"La imagen tradicional del artista -todavía
tiene alguna validez en la imaginación burguesa- parece
moldearse en el bohemio de una descuidada que vive en bohardillas
o cuevas, en altillos o en sótanos de inquilinatos y que,
entre ocultaciones menos publicitables (como pintar o escribir
o cantar) dedica su tiempo al amor, a la bebida, al insulto. Bohemios
de Murger o de Pucini, existencialistas de Saint-Germain des Prés
o de Chelsea o (apenas) de Las Telitas, los artistas parecen seres
que viven al margen de las convenciones normales y cuya aventura
vital es más interesante que su arte.
No importa que en la nueva versión de La Vie de Bohème
Mimi Pinson llegue fatigada por la velocidad de su Jaguar al apartamento
que algún millonario del petróleo le costea, en
el Bois de Boulogne; no importa que hoy la bohemia se radique
más en Saint-Tropez y entre las stars del cine internacional
que entre los ignorados genios de la rive gauche; no importa
que Bernard Buffet y Françoise Sagan y Brigitte Bardot
sean sus dioses (por ahora). Para la orientalidad burguesa la
verdadera vida de bohemia se caracteriza por ser eso: vida antes
que otra cosa. Pero el arte no es vida. O no es sólo vida.
UNA DISCIPLINA, UNA TÉCNICA
La verdadera vida de bohemia no es la fea cantante italo-griega
despertándose un día de golpe como la deslumbrante
Maria Callas; la verdadera vida de bohemia no es Colin Wilson
saltando de los bosques de Hampstead Heath (donde dormía
en una bolsa de tela) a los moderados lujos de un apartamento
en Chelsea; la verdadera vida de bohemia no es el parricida David
Viñas recibiendo el premio de la Editorial Guillermo Kratt.
O para decirlo con una imagen más conocida: No es el momento
en la carrera de la Cenicienta en que el Príncipe Azul
recoge el zapatito en la sala de baile. La verdadera vida de bohemia
son los días y las noches en que la Cenicienta lavó
los platos y fregó los pies y vistió a las hermanastras.
Los días y noches que luchó la Callas por LA CALLAS,
los miles de volúmenes que digirió (o trató
de digerir) Colin Wilson en la quieta solemnidad del British Museum;
las montañas de borradores y novelas desechadas que Viñas
consumió antes de llegar al premio. Es decir: la sangre,
sudor y lágrimas que están en la base del arte,
de todo arte, incluso de aquel que parece más espontáneo
y milagroso, más dado por divino don.

● **Qué hacer**: Extrae sin ningún cambio el fragmento del texto sobre la vida bohemia de los artistas que empieza en "O para decirlo" y termina en "a las hermanastras.".

● **Ítems mostrados**:

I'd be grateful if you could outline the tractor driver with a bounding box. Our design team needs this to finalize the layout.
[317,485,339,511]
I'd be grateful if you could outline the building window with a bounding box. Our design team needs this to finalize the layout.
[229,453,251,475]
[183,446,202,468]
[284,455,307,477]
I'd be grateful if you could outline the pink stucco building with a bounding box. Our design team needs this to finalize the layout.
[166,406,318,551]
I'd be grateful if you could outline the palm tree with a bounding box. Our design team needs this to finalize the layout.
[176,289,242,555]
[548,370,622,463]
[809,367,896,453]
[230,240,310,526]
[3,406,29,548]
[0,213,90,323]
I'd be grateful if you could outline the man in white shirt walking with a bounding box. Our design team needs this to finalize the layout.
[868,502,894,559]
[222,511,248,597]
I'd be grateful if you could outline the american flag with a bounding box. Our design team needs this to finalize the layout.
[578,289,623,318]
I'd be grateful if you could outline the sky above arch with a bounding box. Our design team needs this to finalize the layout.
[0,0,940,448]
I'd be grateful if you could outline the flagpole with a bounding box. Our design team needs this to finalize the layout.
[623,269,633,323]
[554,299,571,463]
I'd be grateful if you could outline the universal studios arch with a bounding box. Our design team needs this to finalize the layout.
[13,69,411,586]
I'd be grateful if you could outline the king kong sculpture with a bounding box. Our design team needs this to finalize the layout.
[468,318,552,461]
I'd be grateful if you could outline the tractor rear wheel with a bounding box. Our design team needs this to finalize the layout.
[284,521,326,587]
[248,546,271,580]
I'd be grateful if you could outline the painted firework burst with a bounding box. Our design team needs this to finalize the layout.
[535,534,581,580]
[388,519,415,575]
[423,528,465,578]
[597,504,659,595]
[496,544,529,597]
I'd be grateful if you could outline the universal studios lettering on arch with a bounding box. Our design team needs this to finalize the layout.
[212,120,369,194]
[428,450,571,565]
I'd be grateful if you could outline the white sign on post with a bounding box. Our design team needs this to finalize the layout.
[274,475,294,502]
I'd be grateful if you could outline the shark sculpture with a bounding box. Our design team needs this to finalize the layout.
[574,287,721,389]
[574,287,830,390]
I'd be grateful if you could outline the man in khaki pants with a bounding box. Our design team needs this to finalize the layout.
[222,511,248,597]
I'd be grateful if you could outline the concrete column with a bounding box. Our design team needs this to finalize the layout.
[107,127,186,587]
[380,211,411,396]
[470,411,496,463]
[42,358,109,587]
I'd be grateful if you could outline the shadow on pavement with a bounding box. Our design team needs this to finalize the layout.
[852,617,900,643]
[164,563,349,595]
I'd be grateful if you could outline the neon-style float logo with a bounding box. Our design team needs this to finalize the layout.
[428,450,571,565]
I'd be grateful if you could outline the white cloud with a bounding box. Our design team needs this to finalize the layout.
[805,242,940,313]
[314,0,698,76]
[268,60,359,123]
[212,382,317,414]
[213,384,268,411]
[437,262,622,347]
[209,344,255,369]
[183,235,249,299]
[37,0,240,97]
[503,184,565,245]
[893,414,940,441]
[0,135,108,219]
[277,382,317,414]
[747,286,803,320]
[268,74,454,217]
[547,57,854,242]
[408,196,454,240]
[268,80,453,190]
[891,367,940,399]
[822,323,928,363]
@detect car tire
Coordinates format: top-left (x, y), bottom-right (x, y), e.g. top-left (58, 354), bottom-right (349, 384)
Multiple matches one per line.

● **Respuesta del ejercicio**:
O para decirlo con una imagen más conocida: No es el momento
en la carrera de la Cenicienta en que el Príncipe Azul
recoge el zapatito en la sala de baile. La verdadera vida de bohemia
son los días y las noches en que la Cenicienta lavó
los platos y fregó los pies y vistió a las hermanastras.